• _GOAL_:
Select every line in the items below that contains the word "distant", and copy each of those lines.

Excerpts of labeled region data:
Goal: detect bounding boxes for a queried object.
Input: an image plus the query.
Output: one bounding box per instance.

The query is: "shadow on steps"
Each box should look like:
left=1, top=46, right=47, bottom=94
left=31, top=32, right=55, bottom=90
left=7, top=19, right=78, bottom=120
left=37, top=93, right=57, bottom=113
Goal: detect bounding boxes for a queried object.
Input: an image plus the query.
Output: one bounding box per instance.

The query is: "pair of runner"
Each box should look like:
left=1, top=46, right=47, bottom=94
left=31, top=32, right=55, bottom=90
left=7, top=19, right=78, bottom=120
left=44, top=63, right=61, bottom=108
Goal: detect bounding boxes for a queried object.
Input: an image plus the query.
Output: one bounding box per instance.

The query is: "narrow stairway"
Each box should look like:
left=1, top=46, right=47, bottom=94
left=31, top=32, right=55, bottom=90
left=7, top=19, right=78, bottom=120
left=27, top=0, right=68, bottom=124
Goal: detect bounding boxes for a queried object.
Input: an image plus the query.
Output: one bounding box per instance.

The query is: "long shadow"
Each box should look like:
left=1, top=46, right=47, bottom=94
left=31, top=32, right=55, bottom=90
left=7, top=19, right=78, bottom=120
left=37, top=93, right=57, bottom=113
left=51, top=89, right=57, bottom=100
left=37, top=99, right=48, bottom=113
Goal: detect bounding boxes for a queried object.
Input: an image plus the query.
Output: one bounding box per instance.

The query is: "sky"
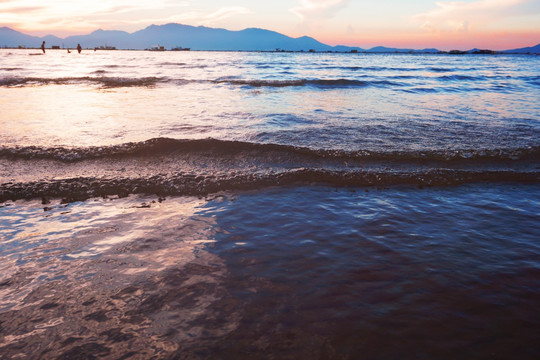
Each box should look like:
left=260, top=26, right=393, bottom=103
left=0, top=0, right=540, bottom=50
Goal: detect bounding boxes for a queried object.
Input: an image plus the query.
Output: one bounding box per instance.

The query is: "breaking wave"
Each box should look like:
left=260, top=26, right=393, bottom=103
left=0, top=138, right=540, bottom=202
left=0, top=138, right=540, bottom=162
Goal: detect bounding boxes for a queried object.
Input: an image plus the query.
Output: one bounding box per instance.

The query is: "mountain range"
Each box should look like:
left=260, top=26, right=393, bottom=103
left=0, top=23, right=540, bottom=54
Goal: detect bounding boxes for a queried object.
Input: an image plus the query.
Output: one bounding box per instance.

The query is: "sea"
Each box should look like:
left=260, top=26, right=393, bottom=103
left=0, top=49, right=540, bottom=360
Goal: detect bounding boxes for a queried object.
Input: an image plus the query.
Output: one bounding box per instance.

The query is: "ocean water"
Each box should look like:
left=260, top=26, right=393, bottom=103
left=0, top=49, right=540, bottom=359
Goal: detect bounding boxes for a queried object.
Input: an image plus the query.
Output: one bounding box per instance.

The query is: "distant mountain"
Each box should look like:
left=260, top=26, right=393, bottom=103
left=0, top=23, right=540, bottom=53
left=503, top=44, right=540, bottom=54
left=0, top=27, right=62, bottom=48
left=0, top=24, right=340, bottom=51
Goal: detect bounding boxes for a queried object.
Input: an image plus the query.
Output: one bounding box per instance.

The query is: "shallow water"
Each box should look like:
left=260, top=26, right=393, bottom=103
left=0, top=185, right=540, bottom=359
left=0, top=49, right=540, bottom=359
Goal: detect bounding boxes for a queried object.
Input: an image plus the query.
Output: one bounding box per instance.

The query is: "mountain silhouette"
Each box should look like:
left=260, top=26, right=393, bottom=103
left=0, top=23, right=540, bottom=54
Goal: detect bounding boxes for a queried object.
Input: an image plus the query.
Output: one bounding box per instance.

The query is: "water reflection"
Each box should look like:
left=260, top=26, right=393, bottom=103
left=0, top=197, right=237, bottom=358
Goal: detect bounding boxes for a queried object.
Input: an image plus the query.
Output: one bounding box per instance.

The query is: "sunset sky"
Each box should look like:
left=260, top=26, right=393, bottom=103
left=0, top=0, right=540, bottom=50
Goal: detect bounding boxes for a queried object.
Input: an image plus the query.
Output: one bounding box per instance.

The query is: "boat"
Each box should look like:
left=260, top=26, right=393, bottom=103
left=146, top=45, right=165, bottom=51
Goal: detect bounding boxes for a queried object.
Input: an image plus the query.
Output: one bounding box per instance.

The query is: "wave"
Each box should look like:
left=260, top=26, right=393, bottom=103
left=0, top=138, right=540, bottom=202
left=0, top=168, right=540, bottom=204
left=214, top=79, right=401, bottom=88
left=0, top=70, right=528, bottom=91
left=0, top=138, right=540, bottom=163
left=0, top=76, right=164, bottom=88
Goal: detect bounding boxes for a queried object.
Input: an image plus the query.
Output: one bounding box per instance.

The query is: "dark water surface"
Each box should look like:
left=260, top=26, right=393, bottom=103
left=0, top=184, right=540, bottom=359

...

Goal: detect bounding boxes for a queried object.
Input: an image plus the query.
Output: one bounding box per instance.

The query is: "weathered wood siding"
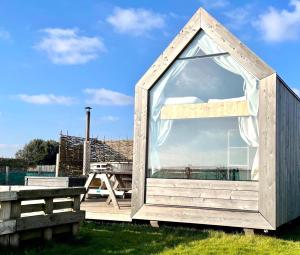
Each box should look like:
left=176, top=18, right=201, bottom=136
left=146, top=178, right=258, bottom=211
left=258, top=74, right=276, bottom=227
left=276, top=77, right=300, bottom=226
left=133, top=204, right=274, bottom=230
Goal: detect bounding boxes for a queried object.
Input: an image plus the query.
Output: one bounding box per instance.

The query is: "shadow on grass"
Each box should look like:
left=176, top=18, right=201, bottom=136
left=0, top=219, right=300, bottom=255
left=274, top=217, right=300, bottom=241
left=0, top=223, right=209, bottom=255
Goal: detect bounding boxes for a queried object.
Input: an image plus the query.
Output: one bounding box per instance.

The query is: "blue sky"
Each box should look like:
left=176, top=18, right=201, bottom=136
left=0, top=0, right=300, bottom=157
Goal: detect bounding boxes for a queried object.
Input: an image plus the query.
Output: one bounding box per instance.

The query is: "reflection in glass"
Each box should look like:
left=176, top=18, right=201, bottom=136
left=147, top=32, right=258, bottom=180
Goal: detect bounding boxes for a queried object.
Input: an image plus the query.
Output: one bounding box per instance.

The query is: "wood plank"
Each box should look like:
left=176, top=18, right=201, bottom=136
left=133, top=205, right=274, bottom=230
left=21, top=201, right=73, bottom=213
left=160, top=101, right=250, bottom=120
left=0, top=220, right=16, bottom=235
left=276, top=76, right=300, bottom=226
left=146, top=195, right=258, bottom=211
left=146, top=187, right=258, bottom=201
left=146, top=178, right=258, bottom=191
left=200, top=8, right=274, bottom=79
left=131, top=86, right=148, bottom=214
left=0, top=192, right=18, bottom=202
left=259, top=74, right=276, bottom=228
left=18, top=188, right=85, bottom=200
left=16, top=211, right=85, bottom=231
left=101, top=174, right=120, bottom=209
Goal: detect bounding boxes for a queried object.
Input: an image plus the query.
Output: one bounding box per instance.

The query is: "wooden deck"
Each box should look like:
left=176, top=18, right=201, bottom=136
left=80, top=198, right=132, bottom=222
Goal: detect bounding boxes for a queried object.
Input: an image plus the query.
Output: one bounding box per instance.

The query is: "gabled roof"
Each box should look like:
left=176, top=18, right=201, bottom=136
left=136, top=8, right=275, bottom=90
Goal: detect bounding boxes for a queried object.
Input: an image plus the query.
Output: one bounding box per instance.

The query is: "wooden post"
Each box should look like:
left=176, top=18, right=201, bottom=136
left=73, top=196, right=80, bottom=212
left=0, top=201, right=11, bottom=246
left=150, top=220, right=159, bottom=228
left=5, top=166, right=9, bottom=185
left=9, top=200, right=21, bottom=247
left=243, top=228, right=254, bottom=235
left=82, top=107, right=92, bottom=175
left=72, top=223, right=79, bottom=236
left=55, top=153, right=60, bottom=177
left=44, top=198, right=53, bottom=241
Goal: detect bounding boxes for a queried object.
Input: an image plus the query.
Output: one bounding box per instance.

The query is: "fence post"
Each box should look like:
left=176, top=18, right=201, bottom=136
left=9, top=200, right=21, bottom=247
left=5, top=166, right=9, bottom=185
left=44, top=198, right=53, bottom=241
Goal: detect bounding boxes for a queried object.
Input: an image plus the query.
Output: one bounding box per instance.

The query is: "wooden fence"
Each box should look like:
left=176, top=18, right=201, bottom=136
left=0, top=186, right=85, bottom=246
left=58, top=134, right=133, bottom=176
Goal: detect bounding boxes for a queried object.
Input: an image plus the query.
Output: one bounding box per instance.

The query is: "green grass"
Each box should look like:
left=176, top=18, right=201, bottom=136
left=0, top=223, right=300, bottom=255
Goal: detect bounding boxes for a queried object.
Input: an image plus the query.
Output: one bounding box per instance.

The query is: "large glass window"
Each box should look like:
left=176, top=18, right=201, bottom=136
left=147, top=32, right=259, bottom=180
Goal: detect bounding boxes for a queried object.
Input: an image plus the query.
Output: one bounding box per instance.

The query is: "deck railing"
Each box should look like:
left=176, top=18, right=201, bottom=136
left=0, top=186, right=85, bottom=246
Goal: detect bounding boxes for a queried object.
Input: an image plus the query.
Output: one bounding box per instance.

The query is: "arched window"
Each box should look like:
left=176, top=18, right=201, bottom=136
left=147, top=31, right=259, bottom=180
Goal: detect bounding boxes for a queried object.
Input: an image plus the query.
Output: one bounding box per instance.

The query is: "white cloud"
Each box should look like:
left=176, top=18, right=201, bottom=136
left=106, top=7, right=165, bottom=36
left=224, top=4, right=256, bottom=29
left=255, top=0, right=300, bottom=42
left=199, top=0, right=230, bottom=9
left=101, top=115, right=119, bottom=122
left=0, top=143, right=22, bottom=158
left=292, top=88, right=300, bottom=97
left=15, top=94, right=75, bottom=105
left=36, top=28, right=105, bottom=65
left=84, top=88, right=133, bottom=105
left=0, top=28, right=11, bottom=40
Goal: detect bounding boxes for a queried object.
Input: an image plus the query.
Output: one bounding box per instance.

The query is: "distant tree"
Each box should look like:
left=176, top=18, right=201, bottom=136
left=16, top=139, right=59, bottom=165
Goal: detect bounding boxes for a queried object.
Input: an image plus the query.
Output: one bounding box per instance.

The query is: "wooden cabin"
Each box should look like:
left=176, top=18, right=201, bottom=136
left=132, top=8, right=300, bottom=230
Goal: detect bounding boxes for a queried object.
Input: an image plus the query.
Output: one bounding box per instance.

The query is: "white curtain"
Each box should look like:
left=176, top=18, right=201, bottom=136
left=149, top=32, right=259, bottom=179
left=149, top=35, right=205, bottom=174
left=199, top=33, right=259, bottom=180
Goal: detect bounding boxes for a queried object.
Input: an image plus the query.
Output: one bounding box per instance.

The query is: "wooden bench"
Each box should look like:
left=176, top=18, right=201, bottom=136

• _EXPECTED ANSWER_:
The query is: "distant mountain"
The query is: "distant tree"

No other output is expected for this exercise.